# [Your assignment]
Your reply should be the full listing, copied exactly.

# [Input records]
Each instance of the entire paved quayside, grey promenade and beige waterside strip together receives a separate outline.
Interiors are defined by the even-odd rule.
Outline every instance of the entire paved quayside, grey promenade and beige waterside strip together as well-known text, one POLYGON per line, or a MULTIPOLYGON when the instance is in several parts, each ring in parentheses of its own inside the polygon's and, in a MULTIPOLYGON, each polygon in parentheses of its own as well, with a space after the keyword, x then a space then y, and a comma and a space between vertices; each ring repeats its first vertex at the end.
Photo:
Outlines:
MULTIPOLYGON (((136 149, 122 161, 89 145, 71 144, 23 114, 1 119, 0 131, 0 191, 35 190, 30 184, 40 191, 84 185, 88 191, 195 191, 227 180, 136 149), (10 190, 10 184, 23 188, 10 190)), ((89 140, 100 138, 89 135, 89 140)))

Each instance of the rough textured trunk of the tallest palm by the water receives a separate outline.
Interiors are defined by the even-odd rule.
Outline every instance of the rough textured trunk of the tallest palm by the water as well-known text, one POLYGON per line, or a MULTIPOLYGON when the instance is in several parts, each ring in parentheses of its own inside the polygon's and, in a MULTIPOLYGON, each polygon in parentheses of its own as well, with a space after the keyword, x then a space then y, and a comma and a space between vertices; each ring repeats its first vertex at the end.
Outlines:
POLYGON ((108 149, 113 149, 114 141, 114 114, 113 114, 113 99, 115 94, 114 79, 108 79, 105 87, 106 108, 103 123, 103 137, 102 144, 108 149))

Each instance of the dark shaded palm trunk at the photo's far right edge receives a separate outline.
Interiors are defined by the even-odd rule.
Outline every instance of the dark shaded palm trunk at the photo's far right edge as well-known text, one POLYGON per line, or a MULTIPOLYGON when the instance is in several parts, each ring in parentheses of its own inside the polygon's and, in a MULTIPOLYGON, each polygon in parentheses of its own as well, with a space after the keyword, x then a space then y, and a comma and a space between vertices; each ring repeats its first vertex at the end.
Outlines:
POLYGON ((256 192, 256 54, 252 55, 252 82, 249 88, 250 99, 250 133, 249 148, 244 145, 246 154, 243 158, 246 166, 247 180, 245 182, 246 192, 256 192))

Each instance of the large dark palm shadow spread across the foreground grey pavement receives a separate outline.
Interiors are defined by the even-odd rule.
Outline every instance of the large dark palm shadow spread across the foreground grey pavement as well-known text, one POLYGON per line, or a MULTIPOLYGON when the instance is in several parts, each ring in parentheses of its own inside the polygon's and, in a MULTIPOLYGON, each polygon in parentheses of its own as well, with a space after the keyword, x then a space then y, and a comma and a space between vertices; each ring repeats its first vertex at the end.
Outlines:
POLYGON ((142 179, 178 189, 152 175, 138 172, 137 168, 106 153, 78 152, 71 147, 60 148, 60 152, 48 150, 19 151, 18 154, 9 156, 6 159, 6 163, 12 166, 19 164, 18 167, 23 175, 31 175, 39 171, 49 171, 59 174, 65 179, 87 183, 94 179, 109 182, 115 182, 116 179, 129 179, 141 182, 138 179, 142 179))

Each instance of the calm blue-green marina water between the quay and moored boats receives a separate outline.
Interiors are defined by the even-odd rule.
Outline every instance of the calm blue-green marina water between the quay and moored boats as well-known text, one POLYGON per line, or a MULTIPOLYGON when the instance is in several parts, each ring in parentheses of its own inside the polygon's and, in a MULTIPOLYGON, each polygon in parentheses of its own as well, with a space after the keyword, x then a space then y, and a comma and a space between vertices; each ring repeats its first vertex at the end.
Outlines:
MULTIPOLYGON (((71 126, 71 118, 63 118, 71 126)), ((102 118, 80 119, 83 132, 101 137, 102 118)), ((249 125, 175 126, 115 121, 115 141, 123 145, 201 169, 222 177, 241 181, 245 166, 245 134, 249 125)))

# [Solution]
Each instance of the entire paved quayside, grey promenade and beige waterside strip together receives a separate outline.
Interiors are defined by the even-odd rule.
Outline every instance of the entire paved quayside, grey promenade and beige waterside strip together as well-known text, one POLYGON per line, or a MULTIPOLYGON when the instance is in several parts, each ring in parentheses of its own inside the polygon's and, in a MULTIPOLYGON, each polygon in parentheses of its own as well, with a space after the keyword, x then a space then y, and a comma and a space between vertices; each ring repeats its first vertex at the end.
Photo:
Outlines:
MULTIPOLYGON (((136 149, 122 161, 89 145, 71 144, 23 114, 1 119, 0 131, 0 191, 35 190, 30 184, 40 191, 84 185, 88 191, 195 191, 227 180, 136 149), (10 190, 10 184, 23 188, 10 190)), ((89 140, 100 138, 89 135, 89 140)))

Each instance of the rough textured trunk of the tallest palm by the water receives a separate outline.
Interiors are defined by the even-odd rule.
Outline every instance of the rough textured trunk of the tallest palm by the water as well-known text, one POLYGON per line, or a MULTIPOLYGON when the instance is in several parts, each ring in parentheses of its own inside the polygon's and, in a MULTIPOLYGON, each polygon in parentheses of its own as well, with a space after the keyword, x then a space then y, and a comma and a space between vertices; each ring repeats its first vertex at the end.
Outlines:
POLYGON ((108 149, 113 149, 114 141, 114 114, 113 114, 113 99, 115 94, 114 79, 108 79, 105 87, 106 108, 103 123, 103 137, 102 144, 108 149))

Each instance of the dark shaded palm trunk at the photo's far right edge receives a separate outline.
Interiors are defined by the even-odd rule.
Outline every instance of the dark shaded palm trunk at the photo's far right edge as well-known text, one POLYGON per line, or a MULTIPOLYGON when the instance is in several parts, each ring in parentheses of its own inside the polygon's and, in a MULTIPOLYGON, each polygon in parentheses of its own as well, with a space after the keyword, x then a space then y, and a comma and a space between vertices; each ring repeats its first vertex at the end.
Outlines:
POLYGON ((256 192, 256 54, 252 55, 252 82, 249 88, 250 99, 250 133, 249 148, 244 145, 246 154, 243 158, 246 166, 247 180, 245 182, 246 192, 256 192))

Each instance of the large dark palm shadow spread across the foreground grey pavement receives a separate outline.
Interiors are defined by the even-odd rule.
Outline every instance of the large dark palm shadow spread across the foreground grey pavement as well-known text, one POLYGON per line, or a MULTIPOLYGON when the instance is in several parts, each ring in parentheses of its own inside the polygon's and, in a MULTIPOLYGON, each polygon in parentheses of its own as well, with a space after the keyword, x then a space then y, and a comma and a space between vertices; each ring repeats its first vertex at the end.
Outlines:
POLYGON ((142 179, 178 189, 152 175, 138 172, 137 168, 106 153, 78 152, 71 147, 60 148, 60 152, 48 150, 19 151, 18 154, 9 156, 6 159, 6 163, 12 166, 19 164, 18 167, 23 175, 31 175, 39 171, 49 171, 59 174, 65 179, 87 183, 94 179, 109 182, 115 182, 116 179, 129 179, 141 182, 138 179, 142 179))

Each instance of the calm blue-green marina water between the quay and moored boats receives a separate outline.
Interiors are defined by the even-odd rule.
Outline every instance of the calm blue-green marina water between the quay and moored boats as well-known text, one POLYGON per line, or a MULTIPOLYGON when the instance is in several parts, each ring in parentheses of its own inside the polygon's and, in a MULTIPOLYGON, each polygon in parentheses of its own as well, with a space after the keyword, x then a space then y, and a comma and a space between vertices; each ring repeats its first vertex at the end.
Outlines:
MULTIPOLYGON (((71 126, 71 118, 63 118, 71 126)), ((102 118, 80 119, 83 132, 101 137, 102 118)), ((249 125, 175 126, 115 121, 115 141, 123 145, 201 169, 222 177, 241 181, 245 166, 245 134, 249 125)))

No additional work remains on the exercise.